─── Supplied data ───
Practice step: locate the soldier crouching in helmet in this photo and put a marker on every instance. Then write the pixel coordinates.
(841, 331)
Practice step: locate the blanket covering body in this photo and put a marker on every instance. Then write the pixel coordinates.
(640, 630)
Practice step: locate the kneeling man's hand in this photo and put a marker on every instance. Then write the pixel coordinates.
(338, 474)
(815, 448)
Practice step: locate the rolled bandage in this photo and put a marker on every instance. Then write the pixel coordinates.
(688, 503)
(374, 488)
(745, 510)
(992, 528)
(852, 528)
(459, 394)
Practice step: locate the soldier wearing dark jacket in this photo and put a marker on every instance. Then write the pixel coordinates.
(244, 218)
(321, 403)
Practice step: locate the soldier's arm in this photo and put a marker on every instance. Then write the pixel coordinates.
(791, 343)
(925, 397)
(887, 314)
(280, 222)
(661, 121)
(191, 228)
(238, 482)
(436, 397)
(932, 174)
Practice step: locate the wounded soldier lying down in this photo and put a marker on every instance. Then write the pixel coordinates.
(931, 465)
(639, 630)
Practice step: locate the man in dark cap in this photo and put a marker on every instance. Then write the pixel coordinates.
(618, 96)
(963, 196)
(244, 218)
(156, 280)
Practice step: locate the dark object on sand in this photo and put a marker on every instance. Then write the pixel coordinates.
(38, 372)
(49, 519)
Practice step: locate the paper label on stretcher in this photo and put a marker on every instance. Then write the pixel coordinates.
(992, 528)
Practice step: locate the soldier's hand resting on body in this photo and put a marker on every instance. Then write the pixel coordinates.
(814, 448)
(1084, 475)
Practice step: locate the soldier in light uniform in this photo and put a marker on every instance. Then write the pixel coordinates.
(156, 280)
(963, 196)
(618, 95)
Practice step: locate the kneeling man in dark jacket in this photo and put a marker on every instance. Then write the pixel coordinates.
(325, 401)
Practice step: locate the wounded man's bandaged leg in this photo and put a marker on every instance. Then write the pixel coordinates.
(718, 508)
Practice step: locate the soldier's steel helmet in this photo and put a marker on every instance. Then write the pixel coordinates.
───
__Exercise details__
The material above must be output in full. Keep every word as it is.

__Exercise result__
Practice step: locate the soldier crouching in helmet in this photo and put a marker on every instance. Then write the pixel coordinates.
(841, 331)
Practice step: locate the blanket covering body in this photo and put a marker on every instance. Then write the pixel coordinates.
(640, 630)
Practice step: locate the kneeling man's hand in this photo and put a marker on every instance. Then write the pixel coordinates.
(338, 474)
(815, 448)
Practice step: locate the rolled bandage in this photo and put a marker on every instance. Then write the pixel coordinates.
(688, 503)
(374, 488)
(745, 510)
(992, 528)
(852, 528)
(459, 394)
Practice step: locate the soldier wearing dark jacket in this photo and put a marker on every instance. Then write the pixel coordinates.
(244, 218)
(321, 403)
Practice step: locate the soldier's arm in this photo and put a marker on every instance. Then write the pixel coordinates.
(791, 343)
(925, 397)
(887, 314)
(280, 222)
(661, 121)
(191, 228)
(238, 482)
(436, 397)
(932, 174)
Practice step: locate the wounded soldier lying down in this photo and put a marker on every instance. Then write the pixel coordinates.
(931, 465)
(639, 630)
Practice step: locate the man in dark cap in this photo and put a marker on every instance. Then write the pixel coordinates.
(618, 96)
(963, 196)
(244, 218)
(156, 280)
Practice step: locate the dark object on sand in this photo and put a marker on every instance. Then write the pixel coordinates.
(38, 372)
(49, 519)
Practice step: locate the paper label on stretcher in this photo and put a marker on every instance. Then write the pixel coordinates.
(992, 528)
Practice step: locate the soldier's hand resting on body in this photo and put a marker on every instance. Then write the pixel coordinates.
(814, 448)
(1084, 475)
Practice step: locate the soldier in light uniform in this photo and put a marker on every instance. Then write the pixel coordinates.
(156, 280)
(963, 196)
(618, 95)
Practice step: locate the kneeling man in dark jacket in this photo and put a marker on every instance. Then write the pixel coordinates.
(325, 401)
Practice step: locate the wounded man's bandaged leg in this photo and put a marker on every instance. Then write the pixel coordinates.
(718, 508)
Practice step: locate the soldier's steel helmet in this photo and put a marker on every instance. Then write the pixel coordinates.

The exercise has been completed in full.